## [Page]
>> BEGIN

Years ago, we launched a campus in Uganda.
It was bold. And for a while, beautiful.
Born out of a dream to bring Christ, hope, and empowerment to a place that deserved far more than the world was giving it. We had a group of people that wanted to “multiply” West on the other side of the world. We wanted to walk alongside people. To build something that mattered. Something rooted in love, not charity. Dignity, not dependence.
And it was beautiful. For a time.
Yet – over time, something shifted.
The mission — the whole reason we started — got fuzzy. Lines blurred. Power dynamics crept in. And what was supposed to be a partnership started to feel… transactional. Self-serving. Like the spotlight slowly moved from “How can we serve?” to “What can we gain?”
More than once, despite my coaching, and finally warnings, it became, “What more are you going to give me?”
Even today, it’s hard to admit that. It’s hard to look at something that started with so much hope and say, “This didn’t turn out the way we prayed it would.”
I also prayed it would be a “good” goodbye. That they’d understand. They’d go their way and we’d go ours.
When that didn’t happen, I at least hoped over time, it would fade.
I’ve been wrong on all counts.
Just last week, I received a “demand” for a job recommendation.
I’ve finally simply stopped replying to ANY communication because it never goes well. This email was no exception. There’s no way I’d recommend that person for a job.
And apparently, that made them VERY angry.
So much so that they wrote AGAIN, telling me how I made them lose the job.
They signed the email . . .
“Bless your heart.”
I have a temper. Not something that I am proud of and most of the time I keep it in check. But every now and then, something happens that ignites it.

>> END

[Rows excerpted from a collection]
>> BEGIN

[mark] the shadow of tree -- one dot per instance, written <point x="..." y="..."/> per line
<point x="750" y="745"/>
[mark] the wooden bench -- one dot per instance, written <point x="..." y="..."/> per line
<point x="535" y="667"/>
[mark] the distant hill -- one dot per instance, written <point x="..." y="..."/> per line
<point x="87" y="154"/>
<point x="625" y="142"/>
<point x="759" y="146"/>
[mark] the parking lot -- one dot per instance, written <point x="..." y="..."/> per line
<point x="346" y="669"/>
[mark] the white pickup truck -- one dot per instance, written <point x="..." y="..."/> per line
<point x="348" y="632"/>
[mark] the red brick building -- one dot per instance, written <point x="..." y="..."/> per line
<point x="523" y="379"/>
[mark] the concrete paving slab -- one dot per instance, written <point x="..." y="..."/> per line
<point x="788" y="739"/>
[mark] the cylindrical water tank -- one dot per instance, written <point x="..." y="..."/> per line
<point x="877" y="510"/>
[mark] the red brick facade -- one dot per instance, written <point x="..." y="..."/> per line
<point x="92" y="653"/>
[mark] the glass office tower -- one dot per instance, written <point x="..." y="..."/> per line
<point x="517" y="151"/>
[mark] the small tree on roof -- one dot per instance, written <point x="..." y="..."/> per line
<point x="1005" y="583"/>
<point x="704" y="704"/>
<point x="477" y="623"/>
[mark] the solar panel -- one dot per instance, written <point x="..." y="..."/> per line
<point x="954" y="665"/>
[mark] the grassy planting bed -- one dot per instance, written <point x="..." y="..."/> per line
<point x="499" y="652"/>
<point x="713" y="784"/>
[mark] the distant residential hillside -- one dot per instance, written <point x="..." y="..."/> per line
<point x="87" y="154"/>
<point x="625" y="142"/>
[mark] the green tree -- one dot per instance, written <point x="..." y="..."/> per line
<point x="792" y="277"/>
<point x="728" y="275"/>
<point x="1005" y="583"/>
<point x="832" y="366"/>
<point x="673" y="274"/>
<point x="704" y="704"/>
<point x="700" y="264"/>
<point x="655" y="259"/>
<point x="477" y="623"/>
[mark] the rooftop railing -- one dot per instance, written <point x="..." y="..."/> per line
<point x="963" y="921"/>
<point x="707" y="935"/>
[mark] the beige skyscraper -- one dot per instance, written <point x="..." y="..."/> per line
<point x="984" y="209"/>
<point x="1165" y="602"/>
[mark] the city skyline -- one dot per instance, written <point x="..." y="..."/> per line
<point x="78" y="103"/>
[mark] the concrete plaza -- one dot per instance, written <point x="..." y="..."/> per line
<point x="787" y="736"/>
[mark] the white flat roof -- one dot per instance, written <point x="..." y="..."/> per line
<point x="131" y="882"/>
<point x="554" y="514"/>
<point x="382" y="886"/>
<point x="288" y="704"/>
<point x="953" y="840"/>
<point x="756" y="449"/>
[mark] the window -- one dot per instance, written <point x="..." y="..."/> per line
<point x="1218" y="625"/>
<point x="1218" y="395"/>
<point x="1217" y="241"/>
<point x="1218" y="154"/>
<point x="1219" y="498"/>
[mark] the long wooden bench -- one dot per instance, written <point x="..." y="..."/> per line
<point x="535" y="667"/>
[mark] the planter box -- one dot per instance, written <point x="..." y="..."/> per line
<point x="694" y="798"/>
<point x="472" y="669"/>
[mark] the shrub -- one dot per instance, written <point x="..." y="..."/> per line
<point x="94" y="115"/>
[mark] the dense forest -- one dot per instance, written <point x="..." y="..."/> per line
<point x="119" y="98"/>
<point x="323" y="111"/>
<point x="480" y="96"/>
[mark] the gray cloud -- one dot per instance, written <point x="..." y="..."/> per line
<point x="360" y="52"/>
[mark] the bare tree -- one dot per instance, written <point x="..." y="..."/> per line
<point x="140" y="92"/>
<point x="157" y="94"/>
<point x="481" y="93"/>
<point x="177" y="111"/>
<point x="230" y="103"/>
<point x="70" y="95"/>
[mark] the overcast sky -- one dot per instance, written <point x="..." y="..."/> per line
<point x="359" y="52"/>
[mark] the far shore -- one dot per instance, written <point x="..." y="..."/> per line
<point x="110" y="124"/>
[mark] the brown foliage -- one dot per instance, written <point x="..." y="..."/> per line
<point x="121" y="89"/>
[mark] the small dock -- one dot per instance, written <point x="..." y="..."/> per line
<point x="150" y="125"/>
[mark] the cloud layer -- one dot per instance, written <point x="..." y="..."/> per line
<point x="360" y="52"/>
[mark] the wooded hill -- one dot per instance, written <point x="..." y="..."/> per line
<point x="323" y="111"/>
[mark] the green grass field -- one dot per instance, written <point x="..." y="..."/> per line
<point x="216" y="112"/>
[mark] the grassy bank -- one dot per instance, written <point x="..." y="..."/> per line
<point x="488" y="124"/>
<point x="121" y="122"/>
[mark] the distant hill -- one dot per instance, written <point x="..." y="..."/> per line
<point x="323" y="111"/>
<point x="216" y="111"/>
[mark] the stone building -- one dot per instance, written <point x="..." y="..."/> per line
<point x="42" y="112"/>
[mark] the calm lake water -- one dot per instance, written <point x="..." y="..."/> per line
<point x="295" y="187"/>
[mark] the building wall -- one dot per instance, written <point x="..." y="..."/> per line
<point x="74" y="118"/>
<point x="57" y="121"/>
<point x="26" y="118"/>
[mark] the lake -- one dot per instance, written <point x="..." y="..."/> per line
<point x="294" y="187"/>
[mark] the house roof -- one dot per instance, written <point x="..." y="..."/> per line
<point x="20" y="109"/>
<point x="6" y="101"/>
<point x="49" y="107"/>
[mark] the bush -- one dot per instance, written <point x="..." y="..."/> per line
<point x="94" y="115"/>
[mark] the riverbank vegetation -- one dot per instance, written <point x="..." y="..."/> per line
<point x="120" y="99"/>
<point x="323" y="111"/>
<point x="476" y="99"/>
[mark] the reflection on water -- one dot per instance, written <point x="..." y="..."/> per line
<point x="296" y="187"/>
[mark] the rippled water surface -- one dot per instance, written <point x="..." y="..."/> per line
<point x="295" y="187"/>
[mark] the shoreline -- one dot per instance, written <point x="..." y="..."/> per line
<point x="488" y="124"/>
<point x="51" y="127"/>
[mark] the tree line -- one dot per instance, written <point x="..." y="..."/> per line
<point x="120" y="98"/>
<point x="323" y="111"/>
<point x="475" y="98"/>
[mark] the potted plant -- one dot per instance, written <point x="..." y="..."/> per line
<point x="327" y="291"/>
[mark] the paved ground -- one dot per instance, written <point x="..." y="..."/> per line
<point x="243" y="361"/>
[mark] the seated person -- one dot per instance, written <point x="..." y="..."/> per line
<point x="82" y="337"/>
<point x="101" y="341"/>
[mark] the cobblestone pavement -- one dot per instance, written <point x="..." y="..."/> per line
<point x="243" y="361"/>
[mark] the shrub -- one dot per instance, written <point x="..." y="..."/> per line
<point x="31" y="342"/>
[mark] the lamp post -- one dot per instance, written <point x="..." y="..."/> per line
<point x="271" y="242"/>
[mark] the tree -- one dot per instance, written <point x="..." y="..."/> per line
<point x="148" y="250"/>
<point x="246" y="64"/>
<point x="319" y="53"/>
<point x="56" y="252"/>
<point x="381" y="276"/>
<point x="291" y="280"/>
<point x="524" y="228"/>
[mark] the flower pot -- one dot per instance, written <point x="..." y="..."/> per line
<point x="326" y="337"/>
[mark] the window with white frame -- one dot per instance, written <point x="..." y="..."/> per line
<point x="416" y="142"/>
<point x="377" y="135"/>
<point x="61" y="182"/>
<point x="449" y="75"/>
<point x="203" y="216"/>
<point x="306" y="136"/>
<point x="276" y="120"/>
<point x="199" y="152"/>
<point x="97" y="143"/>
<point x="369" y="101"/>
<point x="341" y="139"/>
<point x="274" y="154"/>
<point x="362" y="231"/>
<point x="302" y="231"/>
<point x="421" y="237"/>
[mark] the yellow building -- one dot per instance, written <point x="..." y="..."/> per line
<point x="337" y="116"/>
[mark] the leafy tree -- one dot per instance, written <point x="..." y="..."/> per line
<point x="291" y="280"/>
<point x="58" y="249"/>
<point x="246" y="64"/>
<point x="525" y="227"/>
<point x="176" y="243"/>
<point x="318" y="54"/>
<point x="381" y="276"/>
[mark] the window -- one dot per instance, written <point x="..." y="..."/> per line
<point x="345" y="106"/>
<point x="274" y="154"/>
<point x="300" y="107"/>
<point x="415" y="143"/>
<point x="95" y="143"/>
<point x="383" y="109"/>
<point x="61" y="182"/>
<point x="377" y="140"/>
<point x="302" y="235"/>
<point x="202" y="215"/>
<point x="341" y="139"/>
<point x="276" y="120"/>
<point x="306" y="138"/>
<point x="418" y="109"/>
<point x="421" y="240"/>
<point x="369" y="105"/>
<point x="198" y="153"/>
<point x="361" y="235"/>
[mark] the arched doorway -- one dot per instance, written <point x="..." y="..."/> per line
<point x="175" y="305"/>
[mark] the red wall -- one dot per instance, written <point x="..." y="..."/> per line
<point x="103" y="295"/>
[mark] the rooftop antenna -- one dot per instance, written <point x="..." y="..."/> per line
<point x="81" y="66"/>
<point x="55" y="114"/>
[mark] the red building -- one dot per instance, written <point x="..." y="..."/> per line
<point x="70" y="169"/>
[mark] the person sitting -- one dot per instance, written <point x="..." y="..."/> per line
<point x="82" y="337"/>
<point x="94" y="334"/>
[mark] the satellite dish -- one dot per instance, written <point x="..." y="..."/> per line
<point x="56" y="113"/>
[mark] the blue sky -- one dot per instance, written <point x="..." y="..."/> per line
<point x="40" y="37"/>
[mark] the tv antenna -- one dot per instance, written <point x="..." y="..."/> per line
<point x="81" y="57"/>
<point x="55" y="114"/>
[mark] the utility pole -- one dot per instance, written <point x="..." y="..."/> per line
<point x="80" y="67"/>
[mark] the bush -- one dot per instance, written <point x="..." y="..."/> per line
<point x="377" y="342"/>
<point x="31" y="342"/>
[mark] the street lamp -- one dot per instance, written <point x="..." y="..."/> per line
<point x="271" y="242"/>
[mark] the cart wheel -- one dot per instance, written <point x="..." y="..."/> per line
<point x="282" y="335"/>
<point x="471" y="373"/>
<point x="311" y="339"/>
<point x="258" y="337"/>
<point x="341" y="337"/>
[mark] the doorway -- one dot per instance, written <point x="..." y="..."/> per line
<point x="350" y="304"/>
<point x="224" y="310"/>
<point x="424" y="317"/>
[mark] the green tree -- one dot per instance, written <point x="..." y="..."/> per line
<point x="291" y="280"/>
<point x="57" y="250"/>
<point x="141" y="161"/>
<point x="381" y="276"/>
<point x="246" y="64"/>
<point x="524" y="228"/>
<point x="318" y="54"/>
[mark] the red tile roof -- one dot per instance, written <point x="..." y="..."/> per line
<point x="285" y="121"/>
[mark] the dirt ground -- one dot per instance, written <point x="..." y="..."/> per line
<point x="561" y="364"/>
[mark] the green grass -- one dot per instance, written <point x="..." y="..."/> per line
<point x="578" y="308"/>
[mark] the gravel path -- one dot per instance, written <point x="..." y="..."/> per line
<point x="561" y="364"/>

>> END

## [Challenges]
(a) Quote everything in the Uganda campus post from "When that didn’t" down to "email . . .".
(b) In the Uganda campus post, how did the person who was refused a job recommendation sign their email?
(c) Carry on the Uganda campus post from where it stops.

## [Answers to the tasks]
(a)
When that didn’t happen, I at least hoped over time, it would fade.
I’ve been wrong on all counts.
Just last week, I received a “demand” for a job recommendation.
I’ve finally simply stopped replying to ANY communication because it never goes well. This email was no exception. There’s no way I’d recommend that person for a job.
And apparently, that made them VERY angry.
So much so that they wrote AGAIN, telling me how I made them lose the job.
They signed the email . . .

(b) They signed it "Bless your heart."

(c)
My getting an email telling me to “bless my heart” after the years of assistance, help, and love we gave – it did not sit well.
One of the things Jesus teaches us during Holy Week is this:
Sometimes love flips tables.
When Jesus walked into the Temple and saw that the sacred had been twisted — turned into profit and performance — He didn’t smile and say, “Well, bless their hearts, they’re trying.” He got angry. Not petty angry. Righteous angry.
When the mission becomes about “me” instead of “we,” something holy is lost.
And maybe that’s what happened in Uganda. The mission got hijacked. Greed took the wheel. And instead of healing, it started to do harm.
But naming that isn’t failure. It’s growth.
It’s a chance to re-center. To course correct. To say out loud: “That wasn’t it. That’s not who we are.”
And it reminds me to ask hard questions about my own life. Perhaps it can for you, too.
Where have I made something sacred into something selfish?
Where has my desire to help turned into a desire to control?
Where do I need to flip a table and say, “No more — not like this”?
Jesus wasn’t afraid to stir things up when love was on the line.
Neither should we.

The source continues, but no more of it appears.